▶ _THE PROBLEM_: Carry on the piece about cryonics transport teams and active euthanasia from its last sentence.
-------- EXTRACT PROVIDED
In the case of civil liability cases (tort law) the abuses and outright rape of
defendants who had virtually no culpability (or, for that matter, absolutely no
culpability) has become so commonplace as to have become the rule rather than
the exception

3) Solutions to these problems can only come by broad changes to the society.
In the meantime, minimizing risks by providing insulation between the transport

team and the patient wherever possible is important.  Having both the individual

team members and the organizations adopt policies against dangerous intervention
(active euthanasia) is of course a given, and both I personally and all those
working for BPI have publically stated we do not intend to take such risks and
that we want no knowledge of, or involvement in, such risks where the patient
and/or his/her next-of-kin or primary caretaker(s) have decided upon such a
course of action.

It would be naive to suppose that cryonics patients or family of patients will
not engage in such behavior when the situation is bad enough; it is already a
commonplace enough practice in the gay community and anyone who has had any
contact with the Hemlock Society will at once realize that active euthanasia is
by no means confined to gay men dying of AIDS.  The best thing in such
situations is defensive education wherein educational materials are available
INDEPENDENT of any cryonics organization to aid cryonicists who feel compelled
to follow this path by providing them with information which allows them to
contain the risks to themselves and others.  And there is moral and legal

precedent for this: much material on "how to"  has been published by the Hemlock
Society and other groups.  The problem here is that such groups are not
concerned about autopsy or invasive or delaying forensic procedures, whereas
cryonicists would be.

Understand also (I repeat) that I do not think cryonics societies or service
providers to cryonics societies should create, publish, or distribute such

material.  But I do feel that such material will come into existence as cryonics
grows and people who are forced to grapple with this issue personally decide to
create such material.  Indeed, this is exactly what motivated Derek Humphry
(founder of Hemlock) and many others to write the protocols for active
euthanasia that they have written and which are in widespread use.  Finding a
plastic bag on a terminally ill patient's heads and a large dose of sedative in
the gut is a routine event for MEs and Coroners almost everywhere these days.
----------------
-------- ENTRIES PROVIDED
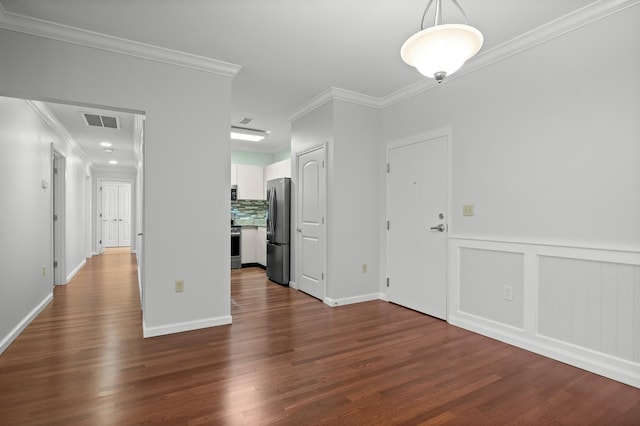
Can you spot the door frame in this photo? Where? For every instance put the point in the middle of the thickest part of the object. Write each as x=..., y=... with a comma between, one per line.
x=323, y=209
x=99, y=183
x=409, y=140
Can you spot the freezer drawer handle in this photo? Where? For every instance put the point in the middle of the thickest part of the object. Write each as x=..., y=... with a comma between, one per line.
x=439, y=228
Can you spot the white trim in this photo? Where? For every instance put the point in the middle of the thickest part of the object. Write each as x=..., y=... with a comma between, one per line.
x=76, y=270
x=54, y=31
x=179, y=327
x=13, y=334
x=584, y=16
x=351, y=300
x=559, y=244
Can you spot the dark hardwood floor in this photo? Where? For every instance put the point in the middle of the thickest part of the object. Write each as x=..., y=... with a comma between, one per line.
x=287, y=359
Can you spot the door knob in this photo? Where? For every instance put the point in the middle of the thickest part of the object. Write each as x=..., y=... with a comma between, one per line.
x=439, y=228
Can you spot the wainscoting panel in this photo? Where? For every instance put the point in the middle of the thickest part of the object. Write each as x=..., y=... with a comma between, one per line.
x=579, y=305
x=484, y=276
x=591, y=304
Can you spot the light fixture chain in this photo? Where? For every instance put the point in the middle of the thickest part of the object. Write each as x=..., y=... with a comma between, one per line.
x=424, y=15
x=461, y=11
x=438, y=17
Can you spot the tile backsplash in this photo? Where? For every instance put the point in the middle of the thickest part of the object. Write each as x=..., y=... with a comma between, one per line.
x=249, y=212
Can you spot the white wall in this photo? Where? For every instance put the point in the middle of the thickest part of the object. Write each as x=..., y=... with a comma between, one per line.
x=352, y=203
x=26, y=244
x=186, y=163
x=545, y=145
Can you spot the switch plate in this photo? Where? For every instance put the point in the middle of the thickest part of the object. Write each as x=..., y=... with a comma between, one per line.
x=507, y=293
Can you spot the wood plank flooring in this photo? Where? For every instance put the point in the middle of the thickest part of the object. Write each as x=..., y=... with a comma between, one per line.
x=286, y=359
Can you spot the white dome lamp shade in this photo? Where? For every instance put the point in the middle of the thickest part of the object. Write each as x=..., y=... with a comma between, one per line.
x=441, y=50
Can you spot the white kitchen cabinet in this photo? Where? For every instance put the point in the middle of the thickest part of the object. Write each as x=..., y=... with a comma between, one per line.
x=234, y=174
x=261, y=246
x=250, y=182
x=248, y=252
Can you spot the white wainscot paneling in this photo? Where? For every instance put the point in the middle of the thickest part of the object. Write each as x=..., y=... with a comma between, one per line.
x=595, y=305
x=579, y=305
x=484, y=275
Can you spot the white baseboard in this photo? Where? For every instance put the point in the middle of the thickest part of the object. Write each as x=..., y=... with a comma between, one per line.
x=76, y=270
x=595, y=362
x=9, y=338
x=351, y=300
x=184, y=326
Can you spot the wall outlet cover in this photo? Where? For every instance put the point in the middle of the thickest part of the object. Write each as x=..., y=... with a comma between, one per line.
x=467, y=210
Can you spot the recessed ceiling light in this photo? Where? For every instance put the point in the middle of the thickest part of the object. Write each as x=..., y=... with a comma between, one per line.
x=246, y=134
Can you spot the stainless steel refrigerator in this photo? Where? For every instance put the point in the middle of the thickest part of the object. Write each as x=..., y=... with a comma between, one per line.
x=278, y=229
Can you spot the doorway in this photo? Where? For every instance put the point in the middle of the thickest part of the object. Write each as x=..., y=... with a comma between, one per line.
x=310, y=234
x=58, y=172
x=417, y=207
x=116, y=214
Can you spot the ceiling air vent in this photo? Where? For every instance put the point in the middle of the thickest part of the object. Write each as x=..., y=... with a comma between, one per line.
x=101, y=121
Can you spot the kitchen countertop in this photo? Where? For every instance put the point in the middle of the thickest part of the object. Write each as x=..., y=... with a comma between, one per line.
x=249, y=222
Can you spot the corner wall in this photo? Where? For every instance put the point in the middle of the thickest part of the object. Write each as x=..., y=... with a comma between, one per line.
x=186, y=197
x=26, y=244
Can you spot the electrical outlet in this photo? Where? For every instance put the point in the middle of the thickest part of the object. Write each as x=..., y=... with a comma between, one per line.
----------------
▶ _RESPONSE AREA_:
Some may say that bringing up such an approach (by a service provider such as
me) is in itself dangerous.  The same argument is used about education programs
aimed at deterring the spread of AIDS in teenagers: by instructing children in
condom use and safer sex practices aren't you in fact indirectly condoning

premarital or extramarital sex?  This is a tough issue.  However, just as we all
know that many teenagers will not abstain from sexual activity, and that many
teenagers who do abstain will turn into adults who either do not abstain or who
have partners who are (unknown to them) infected, so too we can reasonably

expect that sometime, somewhere, a cryonicist or his/her family will probably be
involved in active euthanasia.

I might also add that some would say that even publically discussing these
issues is a danger (why give your enemies extra ammuntion?).  I tend to agree.
But since the issue has been raised it must be dealt with.  And, it might be
said, the sooner it is dealt with the better.  We cannot undo what we have done

once we have done it.  But we can certainly learn either from our errors or from
a prospective point of view by considering how NOT to make errors. In this case
an ounce of prevention is worth a ton of cure.

Finally, as I've said throughout this post, THERE IS NO REAL PROTECTION FOR

CONTEMPORARY PATIENTS against these sorts of risks.  And as has been pointed out
by others, there is unlikely to be any in the forseeable future.  That problem
can only be remedied by the continued growth and  spread of cryonics and, most
definitively, by the development of reversible techniques of brain/body
cryopreservation.  Neither task will be easy.

In the meantime we must all do what we can to minimize the risks while at the
same time realizing that some of the biggest risks may not even be appreciated
or appreciable at this point in time.